>> start

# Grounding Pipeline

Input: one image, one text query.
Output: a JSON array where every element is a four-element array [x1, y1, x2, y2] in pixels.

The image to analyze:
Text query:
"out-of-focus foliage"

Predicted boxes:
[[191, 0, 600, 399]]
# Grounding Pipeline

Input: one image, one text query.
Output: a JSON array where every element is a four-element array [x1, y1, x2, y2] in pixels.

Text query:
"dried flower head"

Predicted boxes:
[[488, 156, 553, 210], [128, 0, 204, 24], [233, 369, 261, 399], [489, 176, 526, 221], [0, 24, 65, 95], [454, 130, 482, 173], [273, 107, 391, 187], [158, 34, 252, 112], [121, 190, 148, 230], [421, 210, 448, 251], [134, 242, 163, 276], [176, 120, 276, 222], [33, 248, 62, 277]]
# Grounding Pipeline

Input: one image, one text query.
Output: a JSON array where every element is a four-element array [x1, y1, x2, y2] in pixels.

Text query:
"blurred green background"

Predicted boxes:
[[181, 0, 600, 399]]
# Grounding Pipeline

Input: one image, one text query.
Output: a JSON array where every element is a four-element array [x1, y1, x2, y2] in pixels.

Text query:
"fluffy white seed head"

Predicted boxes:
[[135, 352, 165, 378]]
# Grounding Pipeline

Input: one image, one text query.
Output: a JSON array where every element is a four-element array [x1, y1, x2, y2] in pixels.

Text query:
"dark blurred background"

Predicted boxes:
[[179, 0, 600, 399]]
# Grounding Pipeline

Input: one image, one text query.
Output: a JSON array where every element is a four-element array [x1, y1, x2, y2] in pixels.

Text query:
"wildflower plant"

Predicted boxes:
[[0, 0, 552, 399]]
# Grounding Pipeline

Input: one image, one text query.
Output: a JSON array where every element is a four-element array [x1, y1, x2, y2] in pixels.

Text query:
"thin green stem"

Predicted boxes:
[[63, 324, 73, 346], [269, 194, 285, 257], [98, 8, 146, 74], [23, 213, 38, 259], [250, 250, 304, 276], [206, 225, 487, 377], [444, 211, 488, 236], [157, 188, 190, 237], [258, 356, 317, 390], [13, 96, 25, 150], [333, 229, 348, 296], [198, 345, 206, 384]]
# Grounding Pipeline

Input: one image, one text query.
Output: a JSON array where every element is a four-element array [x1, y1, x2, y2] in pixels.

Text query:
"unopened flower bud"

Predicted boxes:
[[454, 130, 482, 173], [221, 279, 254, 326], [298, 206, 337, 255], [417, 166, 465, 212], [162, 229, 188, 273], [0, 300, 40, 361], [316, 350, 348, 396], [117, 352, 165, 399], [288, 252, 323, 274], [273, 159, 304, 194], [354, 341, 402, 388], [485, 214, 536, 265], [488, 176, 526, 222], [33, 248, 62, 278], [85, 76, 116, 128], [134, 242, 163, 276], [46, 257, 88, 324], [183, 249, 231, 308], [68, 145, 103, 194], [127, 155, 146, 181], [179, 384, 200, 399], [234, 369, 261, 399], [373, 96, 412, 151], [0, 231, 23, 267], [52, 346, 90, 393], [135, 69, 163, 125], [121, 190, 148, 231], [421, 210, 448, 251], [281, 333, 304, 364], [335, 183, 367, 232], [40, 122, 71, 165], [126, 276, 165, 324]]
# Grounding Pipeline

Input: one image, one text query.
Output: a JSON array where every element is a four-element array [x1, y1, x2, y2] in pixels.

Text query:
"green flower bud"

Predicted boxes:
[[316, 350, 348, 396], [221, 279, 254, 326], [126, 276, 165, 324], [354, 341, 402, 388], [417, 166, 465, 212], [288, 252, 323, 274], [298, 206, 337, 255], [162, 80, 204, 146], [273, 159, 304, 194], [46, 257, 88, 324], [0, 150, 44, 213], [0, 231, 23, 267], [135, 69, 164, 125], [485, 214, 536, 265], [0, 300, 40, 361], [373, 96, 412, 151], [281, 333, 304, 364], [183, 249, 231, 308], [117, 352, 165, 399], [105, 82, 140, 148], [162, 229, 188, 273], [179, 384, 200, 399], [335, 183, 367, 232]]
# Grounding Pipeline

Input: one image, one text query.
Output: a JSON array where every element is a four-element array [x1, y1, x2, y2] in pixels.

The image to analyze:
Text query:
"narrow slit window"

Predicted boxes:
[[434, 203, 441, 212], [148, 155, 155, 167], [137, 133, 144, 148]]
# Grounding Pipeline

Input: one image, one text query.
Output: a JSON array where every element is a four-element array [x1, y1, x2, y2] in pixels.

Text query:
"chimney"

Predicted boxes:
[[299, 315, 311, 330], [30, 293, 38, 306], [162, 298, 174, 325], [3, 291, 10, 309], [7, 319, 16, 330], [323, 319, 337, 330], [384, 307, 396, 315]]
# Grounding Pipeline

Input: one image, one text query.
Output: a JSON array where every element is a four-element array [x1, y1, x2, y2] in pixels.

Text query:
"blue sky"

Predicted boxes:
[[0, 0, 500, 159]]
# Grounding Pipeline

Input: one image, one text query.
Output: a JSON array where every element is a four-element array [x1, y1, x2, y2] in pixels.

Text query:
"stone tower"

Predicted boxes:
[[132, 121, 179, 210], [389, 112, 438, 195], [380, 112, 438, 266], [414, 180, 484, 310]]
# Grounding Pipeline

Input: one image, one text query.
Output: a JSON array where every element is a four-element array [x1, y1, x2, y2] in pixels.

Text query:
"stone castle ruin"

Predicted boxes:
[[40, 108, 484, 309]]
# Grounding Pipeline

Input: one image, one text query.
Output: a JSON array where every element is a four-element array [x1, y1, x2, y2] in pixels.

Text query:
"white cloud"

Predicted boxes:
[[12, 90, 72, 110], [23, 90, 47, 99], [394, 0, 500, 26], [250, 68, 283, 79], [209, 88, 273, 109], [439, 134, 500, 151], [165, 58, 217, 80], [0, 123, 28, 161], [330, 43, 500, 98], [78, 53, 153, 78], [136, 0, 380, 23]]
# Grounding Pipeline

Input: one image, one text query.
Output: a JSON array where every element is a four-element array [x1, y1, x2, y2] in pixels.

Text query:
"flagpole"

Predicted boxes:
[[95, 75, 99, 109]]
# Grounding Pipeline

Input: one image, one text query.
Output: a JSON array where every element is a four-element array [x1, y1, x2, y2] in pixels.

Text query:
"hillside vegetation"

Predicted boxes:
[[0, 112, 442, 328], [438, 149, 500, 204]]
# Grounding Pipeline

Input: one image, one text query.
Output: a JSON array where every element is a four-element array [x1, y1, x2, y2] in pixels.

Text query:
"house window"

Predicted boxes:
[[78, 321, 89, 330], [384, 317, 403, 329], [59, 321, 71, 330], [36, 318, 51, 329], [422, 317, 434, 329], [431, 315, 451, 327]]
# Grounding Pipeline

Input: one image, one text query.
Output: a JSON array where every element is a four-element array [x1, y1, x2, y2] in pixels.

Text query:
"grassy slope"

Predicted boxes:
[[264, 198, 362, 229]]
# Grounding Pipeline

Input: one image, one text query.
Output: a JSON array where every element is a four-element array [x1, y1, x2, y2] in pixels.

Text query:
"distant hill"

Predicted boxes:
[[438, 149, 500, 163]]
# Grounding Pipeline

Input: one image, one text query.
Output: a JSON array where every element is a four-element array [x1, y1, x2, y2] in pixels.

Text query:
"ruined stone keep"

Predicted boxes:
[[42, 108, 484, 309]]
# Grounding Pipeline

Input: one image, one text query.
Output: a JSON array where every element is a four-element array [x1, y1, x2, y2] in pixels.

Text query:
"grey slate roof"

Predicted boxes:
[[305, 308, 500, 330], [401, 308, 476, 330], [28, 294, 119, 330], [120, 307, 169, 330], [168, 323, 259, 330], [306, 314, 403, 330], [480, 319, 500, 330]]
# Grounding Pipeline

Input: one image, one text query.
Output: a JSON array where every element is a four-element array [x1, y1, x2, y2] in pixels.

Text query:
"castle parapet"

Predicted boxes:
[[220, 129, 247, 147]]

>> end

Exercise instructions:
Which lines in the data above contain the string "head", with case counting? Copy each of those lines in full.

Final result:
"dried flower head"
"fluffy white seed head"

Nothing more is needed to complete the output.